Dataset entries
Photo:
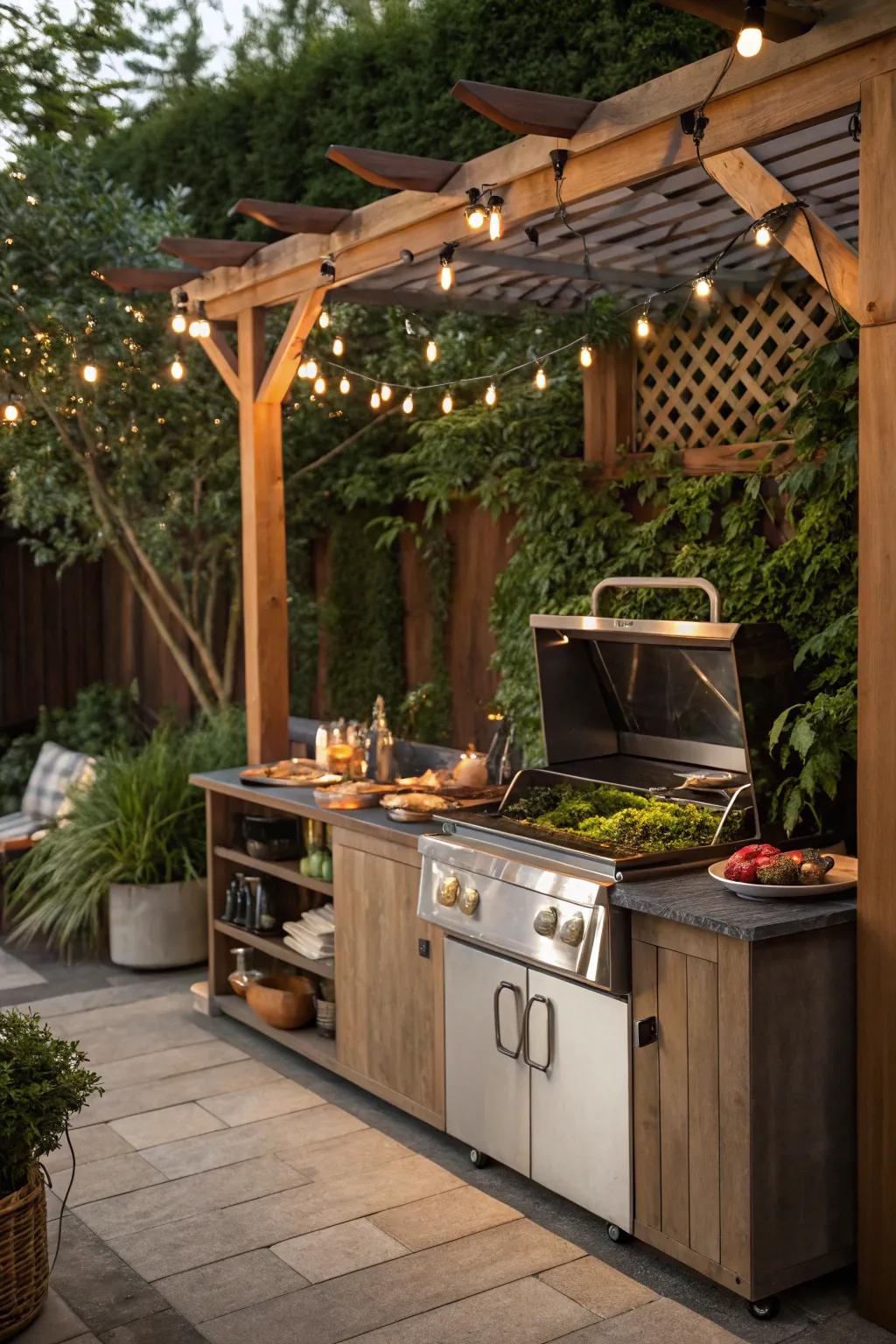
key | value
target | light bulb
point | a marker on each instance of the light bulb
(750, 40)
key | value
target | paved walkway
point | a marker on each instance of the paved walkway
(228, 1191)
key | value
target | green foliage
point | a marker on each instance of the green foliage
(363, 621)
(42, 1082)
(102, 717)
(140, 822)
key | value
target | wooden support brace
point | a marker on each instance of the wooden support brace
(808, 240)
(281, 371)
(222, 358)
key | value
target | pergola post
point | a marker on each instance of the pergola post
(878, 704)
(265, 622)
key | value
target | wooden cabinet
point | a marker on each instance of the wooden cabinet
(745, 1102)
(389, 998)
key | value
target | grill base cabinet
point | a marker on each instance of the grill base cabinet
(745, 1136)
(566, 1125)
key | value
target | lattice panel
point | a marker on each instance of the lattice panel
(704, 381)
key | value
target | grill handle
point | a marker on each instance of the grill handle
(502, 1048)
(710, 589)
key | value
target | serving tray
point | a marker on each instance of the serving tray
(841, 878)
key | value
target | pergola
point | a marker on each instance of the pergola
(652, 214)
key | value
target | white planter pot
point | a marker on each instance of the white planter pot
(156, 928)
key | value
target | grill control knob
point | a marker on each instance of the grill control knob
(469, 900)
(449, 892)
(572, 930)
(546, 922)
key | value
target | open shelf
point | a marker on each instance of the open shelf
(304, 1040)
(277, 948)
(285, 872)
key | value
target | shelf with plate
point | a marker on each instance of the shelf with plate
(323, 967)
(284, 872)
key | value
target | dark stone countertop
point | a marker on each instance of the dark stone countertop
(695, 898)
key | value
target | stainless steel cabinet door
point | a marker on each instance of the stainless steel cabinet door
(582, 1105)
(486, 1093)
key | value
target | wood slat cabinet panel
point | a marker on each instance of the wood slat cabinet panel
(389, 1000)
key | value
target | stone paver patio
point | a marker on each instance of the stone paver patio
(223, 1194)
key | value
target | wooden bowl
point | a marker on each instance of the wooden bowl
(285, 1002)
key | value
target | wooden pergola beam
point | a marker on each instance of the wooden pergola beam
(286, 358)
(624, 143)
(148, 280)
(222, 358)
(522, 110)
(402, 172)
(782, 20)
(808, 238)
(291, 218)
(207, 253)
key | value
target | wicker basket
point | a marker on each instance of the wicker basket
(24, 1274)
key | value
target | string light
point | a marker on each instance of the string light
(496, 220)
(751, 32)
(446, 269)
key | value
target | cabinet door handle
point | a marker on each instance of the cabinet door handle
(502, 1048)
(549, 1008)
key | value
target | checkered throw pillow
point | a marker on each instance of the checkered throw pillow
(54, 773)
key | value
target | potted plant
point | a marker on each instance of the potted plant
(130, 857)
(42, 1082)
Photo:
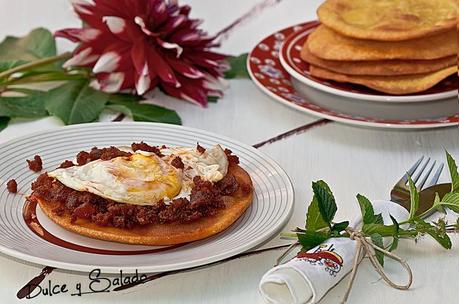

WHAT TO WORK ON —
Restate word for word every line from the top of the entries above to the line with "target | lattice panel", inclusive, and skip any pictures.

RESULT BELOW —
Photo:
key | value
target | light bulb
point | a marker on each instance of the light bulb
(750, 40)
key | value
target | paved walkway
point | a marker on each instance of the paved walkway
(228, 1191)
key | value
target | green foliage
point | a marker on each instance of the green foliage
(363, 621)
(42, 1082)
(102, 717)
(140, 822)
key | value
target | wooden support brace
point | a marker on each instance of the wooden support brace
(808, 240)
(281, 371)
(222, 358)
key | value
target | pergola post
point | a marker on each instance of the pergola post
(878, 704)
(265, 622)
key | value
target | wooden cabinet
point | a marker on each instance of the wooden cabinet
(745, 1102)
(389, 998)
key | value
target | grill base cabinet
point | a marker on each instance of the grill base cabinet
(745, 1136)
(566, 1125)
key | value
target | lattice panel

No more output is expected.